*Do this*:
Can you convert the rows below, between the line holding "point: window -- for" and the line holding "column 366, row 214", inclusive, into a JSON list of strings with one string per line and blank lines omitted?

┌─ Dataset excerpts

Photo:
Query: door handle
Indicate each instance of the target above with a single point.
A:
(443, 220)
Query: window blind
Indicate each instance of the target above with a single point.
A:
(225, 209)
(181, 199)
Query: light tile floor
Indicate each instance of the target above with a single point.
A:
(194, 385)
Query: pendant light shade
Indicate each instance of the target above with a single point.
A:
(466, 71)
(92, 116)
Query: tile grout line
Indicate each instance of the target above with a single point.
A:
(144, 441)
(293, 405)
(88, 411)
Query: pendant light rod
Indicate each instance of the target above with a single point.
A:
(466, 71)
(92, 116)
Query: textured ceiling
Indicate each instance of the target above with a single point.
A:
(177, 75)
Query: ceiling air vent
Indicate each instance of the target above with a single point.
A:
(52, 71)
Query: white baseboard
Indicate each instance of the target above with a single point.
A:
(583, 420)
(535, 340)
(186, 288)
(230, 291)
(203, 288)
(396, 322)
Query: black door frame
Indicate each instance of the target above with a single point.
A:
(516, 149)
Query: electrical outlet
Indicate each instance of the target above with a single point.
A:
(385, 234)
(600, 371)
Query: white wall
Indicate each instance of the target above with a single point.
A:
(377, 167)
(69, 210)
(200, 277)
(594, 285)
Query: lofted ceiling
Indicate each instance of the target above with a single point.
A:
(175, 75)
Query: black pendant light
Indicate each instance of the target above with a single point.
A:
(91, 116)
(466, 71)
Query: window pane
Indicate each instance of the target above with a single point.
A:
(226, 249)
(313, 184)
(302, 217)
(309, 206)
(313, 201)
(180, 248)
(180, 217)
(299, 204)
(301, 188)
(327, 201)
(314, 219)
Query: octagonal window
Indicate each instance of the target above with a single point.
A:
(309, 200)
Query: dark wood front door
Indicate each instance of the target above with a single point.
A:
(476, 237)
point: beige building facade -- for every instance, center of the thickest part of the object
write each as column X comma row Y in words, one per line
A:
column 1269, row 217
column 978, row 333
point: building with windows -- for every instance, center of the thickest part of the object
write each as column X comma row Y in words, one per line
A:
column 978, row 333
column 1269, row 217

└─
┌─ Dataset excerpts

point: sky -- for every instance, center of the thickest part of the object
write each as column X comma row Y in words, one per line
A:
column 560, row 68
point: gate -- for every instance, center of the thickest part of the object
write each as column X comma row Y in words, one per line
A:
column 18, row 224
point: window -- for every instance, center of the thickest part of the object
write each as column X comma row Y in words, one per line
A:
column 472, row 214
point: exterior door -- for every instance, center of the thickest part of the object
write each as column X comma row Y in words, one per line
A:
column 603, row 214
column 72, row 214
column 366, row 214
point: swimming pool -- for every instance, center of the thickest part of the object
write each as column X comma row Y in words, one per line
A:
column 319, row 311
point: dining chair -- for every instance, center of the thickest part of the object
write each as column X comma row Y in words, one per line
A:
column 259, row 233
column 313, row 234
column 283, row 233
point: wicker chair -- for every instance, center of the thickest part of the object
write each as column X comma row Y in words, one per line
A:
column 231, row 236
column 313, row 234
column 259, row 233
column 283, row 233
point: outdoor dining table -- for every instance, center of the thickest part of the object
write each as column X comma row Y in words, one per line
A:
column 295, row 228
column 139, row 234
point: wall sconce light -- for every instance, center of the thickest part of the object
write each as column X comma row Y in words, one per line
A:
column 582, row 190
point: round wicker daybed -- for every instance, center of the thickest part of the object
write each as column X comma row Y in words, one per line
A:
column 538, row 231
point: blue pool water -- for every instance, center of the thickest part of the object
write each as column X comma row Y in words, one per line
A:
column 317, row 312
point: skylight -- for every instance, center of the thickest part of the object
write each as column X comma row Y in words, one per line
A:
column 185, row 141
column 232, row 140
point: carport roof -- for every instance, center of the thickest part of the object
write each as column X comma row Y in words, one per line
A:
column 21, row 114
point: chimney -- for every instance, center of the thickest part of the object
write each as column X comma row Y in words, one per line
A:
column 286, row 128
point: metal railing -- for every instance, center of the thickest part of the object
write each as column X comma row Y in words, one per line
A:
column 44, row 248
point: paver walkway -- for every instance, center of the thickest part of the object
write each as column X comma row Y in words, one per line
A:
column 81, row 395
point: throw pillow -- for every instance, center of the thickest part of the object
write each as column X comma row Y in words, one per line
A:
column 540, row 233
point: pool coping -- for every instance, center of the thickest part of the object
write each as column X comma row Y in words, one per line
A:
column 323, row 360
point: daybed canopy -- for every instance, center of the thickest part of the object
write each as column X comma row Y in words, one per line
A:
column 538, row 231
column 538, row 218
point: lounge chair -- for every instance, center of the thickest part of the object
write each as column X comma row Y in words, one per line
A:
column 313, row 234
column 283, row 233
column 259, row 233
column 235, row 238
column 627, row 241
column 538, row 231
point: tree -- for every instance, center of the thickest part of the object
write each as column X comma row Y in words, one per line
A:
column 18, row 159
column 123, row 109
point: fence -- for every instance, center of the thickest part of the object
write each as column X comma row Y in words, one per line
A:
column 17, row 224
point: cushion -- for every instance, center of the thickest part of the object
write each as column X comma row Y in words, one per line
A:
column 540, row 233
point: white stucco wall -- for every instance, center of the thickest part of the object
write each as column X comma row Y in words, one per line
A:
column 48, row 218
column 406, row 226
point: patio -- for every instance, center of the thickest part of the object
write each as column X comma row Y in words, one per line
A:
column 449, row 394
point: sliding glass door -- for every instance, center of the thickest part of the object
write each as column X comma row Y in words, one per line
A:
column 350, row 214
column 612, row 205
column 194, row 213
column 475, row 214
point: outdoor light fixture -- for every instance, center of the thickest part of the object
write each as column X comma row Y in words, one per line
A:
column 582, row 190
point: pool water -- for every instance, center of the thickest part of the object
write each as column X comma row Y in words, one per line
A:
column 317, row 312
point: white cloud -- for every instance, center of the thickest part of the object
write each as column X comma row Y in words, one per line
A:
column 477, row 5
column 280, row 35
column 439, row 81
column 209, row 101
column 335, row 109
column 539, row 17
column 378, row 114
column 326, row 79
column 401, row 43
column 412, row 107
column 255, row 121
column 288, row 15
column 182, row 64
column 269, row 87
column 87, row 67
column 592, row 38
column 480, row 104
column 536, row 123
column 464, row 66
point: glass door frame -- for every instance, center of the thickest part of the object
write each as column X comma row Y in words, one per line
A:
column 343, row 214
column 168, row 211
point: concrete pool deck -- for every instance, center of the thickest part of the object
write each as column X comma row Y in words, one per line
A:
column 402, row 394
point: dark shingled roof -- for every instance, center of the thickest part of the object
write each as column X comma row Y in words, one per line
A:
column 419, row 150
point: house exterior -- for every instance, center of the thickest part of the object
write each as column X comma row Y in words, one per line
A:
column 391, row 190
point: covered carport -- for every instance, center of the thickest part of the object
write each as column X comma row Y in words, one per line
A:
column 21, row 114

└─

*Problem solution*:
[
  "point: window -- for every instance, center of the thickest part of the object",
  "write each as column X comma row Y in words, one per line",
  "A:",
  "column 472, row 214",
  "point: exterior door -- for every instance, center of the thickest part of the object",
  "write each as column X comma row Y in words, one per line",
  "A:",
  "column 603, row 214",
  "column 72, row 214",
  "column 366, row 214"
]